WHAT THE TASK REQUIRES:
Retype, without alteration, each line from the line containing "job: trace the outline of every instance of the blurred" to the final line of the records.

INPUT DATA:
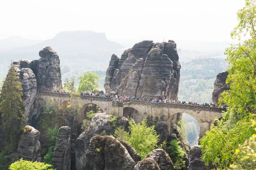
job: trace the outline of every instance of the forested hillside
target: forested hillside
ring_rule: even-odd
[[[210,103],[216,76],[227,70],[223,58],[200,58],[181,62],[179,99]]]

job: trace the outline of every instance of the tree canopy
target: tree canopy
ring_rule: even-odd
[[[154,125],[148,127],[146,119],[144,119],[141,123],[138,124],[136,124],[132,119],[129,124],[130,133],[127,137],[122,133],[123,136],[122,139],[124,137],[124,140],[132,146],[142,158],[145,157],[153,150],[161,147],[161,146],[157,145],[159,135],[157,134]],[[120,131],[119,130],[118,131]],[[115,132],[116,135],[118,134],[117,131]],[[116,137],[121,138],[118,135],[116,135]]]
[[[75,76],[73,76],[70,78],[66,78],[64,81],[64,89],[67,92],[73,92],[76,91],[75,87]]]
[[[25,161],[21,158],[20,160],[13,163],[10,165],[10,170],[54,170],[51,169],[52,165],[44,164],[43,162],[38,162],[37,161],[32,162]]]
[[[256,1],[246,0],[245,6],[237,13],[238,26],[231,34],[233,39],[249,34],[249,40],[226,50],[229,62],[227,83],[230,90],[221,95],[219,103],[242,114],[256,113]]]
[[[99,76],[95,73],[87,72],[79,77],[78,91],[80,92],[93,93],[99,86],[97,83],[99,81]]]
[[[255,143],[256,135],[250,123],[255,122],[253,115],[256,113],[256,0],[245,0],[237,16],[239,24],[231,36],[240,42],[225,51],[229,62],[226,83],[230,89],[224,91],[219,100],[220,104],[229,107],[217,126],[212,126],[200,140],[202,159],[218,169],[256,168],[255,157],[249,156],[256,149],[251,144]],[[246,36],[249,39],[241,41]]]
[[[1,128],[6,135],[10,148],[15,149],[18,140],[19,132],[26,123],[25,106],[22,100],[23,89],[15,67],[11,65],[3,82],[0,104]]]

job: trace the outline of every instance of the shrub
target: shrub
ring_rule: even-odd
[[[125,131],[125,128],[123,126],[119,126],[115,130],[113,136],[121,142],[126,140],[128,133]]]
[[[117,119],[116,116],[113,116],[110,119],[111,126],[113,128],[115,128],[117,126]]]
[[[173,140],[168,143],[166,150],[174,166],[174,168],[180,169],[185,167],[185,161],[183,160],[185,154],[182,148],[179,145],[178,142]]]
[[[25,161],[21,158],[20,160],[10,165],[9,169],[10,170],[53,170],[53,169],[51,168],[51,166],[50,164],[38,162],[37,161],[32,162]]]
[[[157,145],[159,135],[157,134],[155,126],[148,127],[146,119],[137,125],[132,119],[129,124],[130,134],[126,138],[127,141],[142,158],[145,157],[153,150],[162,147],[162,145]]]

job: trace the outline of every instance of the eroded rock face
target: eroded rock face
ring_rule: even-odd
[[[52,167],[57,170],[70,170],[71,161],[71,129],[62,126],[58,132],[52,156]]]
[[[123,145],[113,136],[98,135],[90,140],[86,169],[132,170],[135,162]]]
[[[212,165],[206,166],[202,161],[202,150],[199,146],[195,146],[189,150],[188,155],[189,167],[187,170],[210,170],[214,168]]]
[[[32,119],[38,119],[40,113],[40,105],[36,97],[37,89],[57,90],[62,88],[60,60],[56,52],[47,47],[39,52],[39,56],[41,58],[37,60],[13,62],[22,83],[24,113],[29,124]]]
[[[173,164],[168,154],[163,149],[153,150],[147,156],[147,159],[153,159],[157,163],[161,170],[173,170]]]
[[[110,126],[111,116],[106,113],[96,114],[92,119],[89,127],[77,138],[75,145],[76,165],[77,170],[85,167],[87,156],[86,151],[91,138],[105,130],[107,135],[114,133],[114,129]]]
[[[125,130],[128,132],[129,130],[129,119],[126,117],[122,117],[117,120],[117,126],[122,126]]]
[[[18,145],[16,160],[23,158],[26,161],[41,162],[40,136],[40,132],[32,127],[25,127]]]
[[[157,122],[155,127],[157,133],[159,135],[160,140],[158,144],[160,144],[164,141],[166,141],[168,137],[167,124],[165,121]]]
[[[129,154],[136,163],[141,161],[140,156],[137,153],[137,152],[132,147],[131,145],[125,141],[121,142],[121,143],[125,147]]]
[[[218,105],[218,99],[221,94],[225,90],[228,90],[230,88],[229,84],[226,84],[226,79],[228,73],[227,71],[220,73],[217,75],[215,82],[214,82],[214,90],[212,92],[212,100],[213,103],[217,106]]]
[[[151,159],[144,159],[135,165],[133,170],[161,170],[157,163]]]
[[[50,47],[46,47],[39,51],[40,58],[32,62],[33,71],[40,89],[62,88],[61,74],[58,55]]]
[[[37,89],[35,76],[30,65],[31,62],[27,60],[20,60],[13,62],[23,88],[22,99],[25,107],[24,114],[29,122],[33,116],[31,110],[34,108]]]
[[[154,43],[145,40],[113,55],[106,74],[106,93],[142,98],[177,100],[180,65],[172,40]]]

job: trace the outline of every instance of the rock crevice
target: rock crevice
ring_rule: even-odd
[[[106,93],[119,96],[177,100],[180,65],[172,40],[154,43],[145,40],[113,54],[106,74]]]

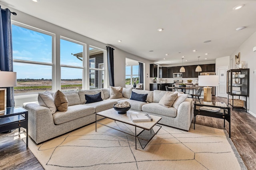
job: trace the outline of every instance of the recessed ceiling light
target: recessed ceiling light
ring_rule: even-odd
[[[243,30],[243,29],[244,29],[245,28],[246,28],[246,27],[239,27],[239,28],[236,28],[236,31],[240,31],[240,30]]]
[[[233,8],[233,9],[234,10],[238,10],[238,9],[241,8],[242,7],[244,6],[244,4],[241,4],[240,5],[239,5],[235,6]]]
[[[211,42],[212,41],[211,40],[207,40],[207,41],[206,41],[204,42],[204,43],[207,43],[208,42]]]

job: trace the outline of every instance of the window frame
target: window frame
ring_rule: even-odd
[[[23,63],[26,64],[36,64],[38,65],[48,65],[52,67],[52,91],[55,91],[56,90],[55,86],[54,85],[56,84],[56,76],[54,73],[54,71],[55,70],[55,49],[56,45],[55,42],[56,39],[56,35],[55,34],[42,30],[42,29],[36,28],[32,26],[21,23],[12,20],[11,25],[25,28],[28,30],[31,30],[36,32],[38,32],[41,34],[46,34],[47,35],[52,36],[52,63],[44,63],[40,61],[32,61],[25,60],[22,59],[13,59],[14,63]],[[25,95],[20,96],[15,96],[15,99],[23,98],[24,96],[31,96],[34,97],[37,96],[37,94],[32,95]]]

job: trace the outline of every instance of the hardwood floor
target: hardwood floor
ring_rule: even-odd
[[[214,96],[212,100],[227,102],[226,98]],[[198,115],[196,123],[224,128],[223,120],[217,118]],[[226,121],[228,132],[229,126]],[[256,170],[256,118],[244,110],[232,111],[231,109],[231,140],[245,165],[248,170]],[[17,131],[0,134],[0,169],[43,169],[17,133],[14,133]]]

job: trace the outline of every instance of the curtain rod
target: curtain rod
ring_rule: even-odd
[[[6,8],[6,9],[8,9],[8,8]],[[4,10],[6,11],[6,9],[2,9],[2,8],[1,8],[1,10]],[[10,11],[10,12],[11,12],[11,14],[13,14],[13,15],[14,15],[14,16],[16,16],[17,15],[17,13],[16,13],[16,12],[11,12],[11,11]]]

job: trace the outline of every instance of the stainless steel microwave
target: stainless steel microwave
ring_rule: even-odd
[[[182,73],[173,73],[173,78],[182,77]]]

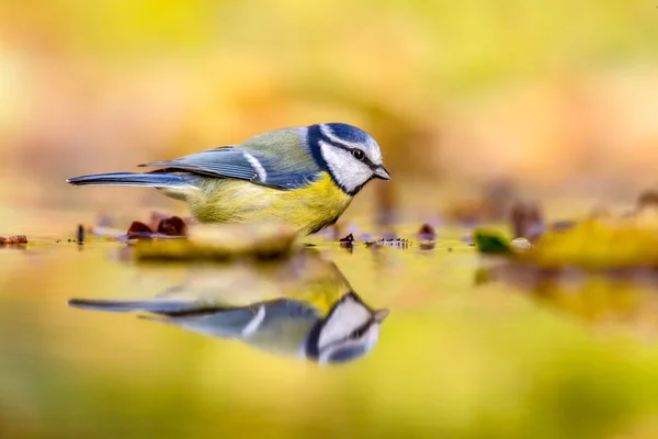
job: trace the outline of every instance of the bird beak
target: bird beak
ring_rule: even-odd
[[[373,319],[377,323],[384,322],[384,319],[388,316],[388,308],[377,309],[373,315]]]
[[[386,168],[384,168],[381,165],[375,170],[373,170],[373,172],[375,175],[375,178],[378,178],[382,180],[390,180],[390,173],[388,173]]]

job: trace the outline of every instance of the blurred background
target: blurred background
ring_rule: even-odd
[[[327,121],[378,139],[397,192],[469,193],[504,181],[625,196],[658,181],[650,1],[0,8],[4,205],[166,204],[155,191],[123,189],[99,200],[99,190],[64,179]]]
[[[394,177],[347,217],[401,206],[401,236],[483,194],[633,202],[658,184],[657,5],[0,0],[0,232],[31,241],[0,250],[0,436],[658,437],[655,288],[476,288],[466,229],[438,227],[433,252],[331,246],[392,313],[371,354],[322,369],[67,307],[182,270],[67,244],[78,223],[186,213],[65,183],[336,121],[373,134]]]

RESPONSE TO THE EXERCISE:
job: trace the outline of every instance of the blurred background
target: blurred background
ring_rule: even-odd
[[[327,121],[378,139],[397,192],[469,193],[504,181],[625,196],[658,181],[650,1],[0,8],[4,205],[166,204],[155,191],[123,189],[99,200],[99,190],[64,179]]]
[[[394,177],[347,217],[401,206],[401,236],[483,194],[633,202],[658,184],[657,5],[0,0],[0,232],[31,241],[0,250],[0,436],[658,437],[655,288],[476,288],[466,229],[438,227],[433,252],[331,246],[392,313],[371,354],[322,369],[67,307],[182,270],[67,244],[78,223],[186,213],[65,183],[336,121],[373,134]]]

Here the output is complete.